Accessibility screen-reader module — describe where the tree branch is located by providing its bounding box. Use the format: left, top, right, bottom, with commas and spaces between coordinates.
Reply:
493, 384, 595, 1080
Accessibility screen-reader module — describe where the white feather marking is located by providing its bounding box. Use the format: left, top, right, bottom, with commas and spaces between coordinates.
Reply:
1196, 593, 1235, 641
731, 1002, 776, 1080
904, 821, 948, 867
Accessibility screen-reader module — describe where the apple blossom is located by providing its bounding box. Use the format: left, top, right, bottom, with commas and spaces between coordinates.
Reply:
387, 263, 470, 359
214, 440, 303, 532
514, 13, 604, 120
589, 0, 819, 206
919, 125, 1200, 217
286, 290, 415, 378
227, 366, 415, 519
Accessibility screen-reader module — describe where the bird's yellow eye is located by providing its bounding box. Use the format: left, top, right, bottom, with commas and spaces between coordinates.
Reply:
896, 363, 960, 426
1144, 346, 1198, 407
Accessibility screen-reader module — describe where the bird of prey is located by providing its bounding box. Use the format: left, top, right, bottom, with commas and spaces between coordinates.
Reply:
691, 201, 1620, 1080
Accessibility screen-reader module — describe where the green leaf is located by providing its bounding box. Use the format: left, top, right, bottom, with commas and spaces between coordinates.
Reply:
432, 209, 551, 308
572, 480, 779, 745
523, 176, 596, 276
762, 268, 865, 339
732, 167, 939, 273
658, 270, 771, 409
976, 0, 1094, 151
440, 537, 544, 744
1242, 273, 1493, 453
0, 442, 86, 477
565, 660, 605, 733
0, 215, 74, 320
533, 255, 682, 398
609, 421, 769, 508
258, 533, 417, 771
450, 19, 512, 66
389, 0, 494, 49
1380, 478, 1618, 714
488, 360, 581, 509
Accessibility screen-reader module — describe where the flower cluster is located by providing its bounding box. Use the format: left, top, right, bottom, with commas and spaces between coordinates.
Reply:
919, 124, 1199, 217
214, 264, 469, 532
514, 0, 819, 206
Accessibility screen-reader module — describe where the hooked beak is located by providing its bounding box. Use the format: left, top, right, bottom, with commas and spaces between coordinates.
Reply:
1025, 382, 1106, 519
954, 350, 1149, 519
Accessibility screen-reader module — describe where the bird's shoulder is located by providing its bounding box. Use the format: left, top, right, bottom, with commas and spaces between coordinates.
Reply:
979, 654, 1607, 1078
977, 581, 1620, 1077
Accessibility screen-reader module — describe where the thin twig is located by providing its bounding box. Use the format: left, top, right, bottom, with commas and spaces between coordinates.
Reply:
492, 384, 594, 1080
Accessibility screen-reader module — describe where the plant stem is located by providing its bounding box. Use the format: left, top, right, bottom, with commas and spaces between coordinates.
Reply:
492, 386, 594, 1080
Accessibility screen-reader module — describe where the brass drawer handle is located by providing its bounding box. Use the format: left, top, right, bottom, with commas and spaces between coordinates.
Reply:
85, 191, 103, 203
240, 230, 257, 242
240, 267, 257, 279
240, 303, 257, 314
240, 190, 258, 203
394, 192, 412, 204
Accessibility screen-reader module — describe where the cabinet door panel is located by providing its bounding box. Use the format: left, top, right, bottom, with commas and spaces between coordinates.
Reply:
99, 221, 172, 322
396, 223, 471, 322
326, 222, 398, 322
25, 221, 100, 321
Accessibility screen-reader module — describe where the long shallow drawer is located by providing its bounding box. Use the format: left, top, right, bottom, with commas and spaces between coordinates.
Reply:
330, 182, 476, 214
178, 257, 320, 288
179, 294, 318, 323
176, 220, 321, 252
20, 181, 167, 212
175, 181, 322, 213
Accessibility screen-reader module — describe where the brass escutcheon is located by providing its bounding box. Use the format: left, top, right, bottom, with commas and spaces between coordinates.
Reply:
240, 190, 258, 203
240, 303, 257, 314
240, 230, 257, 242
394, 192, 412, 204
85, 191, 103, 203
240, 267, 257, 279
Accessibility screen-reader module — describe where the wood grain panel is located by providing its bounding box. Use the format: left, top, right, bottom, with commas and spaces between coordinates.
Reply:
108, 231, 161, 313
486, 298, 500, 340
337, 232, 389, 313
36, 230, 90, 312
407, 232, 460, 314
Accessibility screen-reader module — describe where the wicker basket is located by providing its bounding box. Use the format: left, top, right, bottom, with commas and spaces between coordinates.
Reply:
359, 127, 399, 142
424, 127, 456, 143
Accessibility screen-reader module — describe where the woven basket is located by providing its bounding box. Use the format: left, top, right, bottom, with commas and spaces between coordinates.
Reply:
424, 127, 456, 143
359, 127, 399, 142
--
WORK INSTRUCTIONS:
What is needed is every line from the data above that includes the string "panel", copied out.

RESULT:
Accessibility screen-reader module — describe where the cabinet door panel is located by providing its bounding box. Use the format: left, top, right, bottom, with commas and spaces between coordinates.
Accessibility screen-reader module — describe where the wood grain panel is located by providing its bounding box. Use the format: left, top, right, bottom, with commas and spaces between coordinates.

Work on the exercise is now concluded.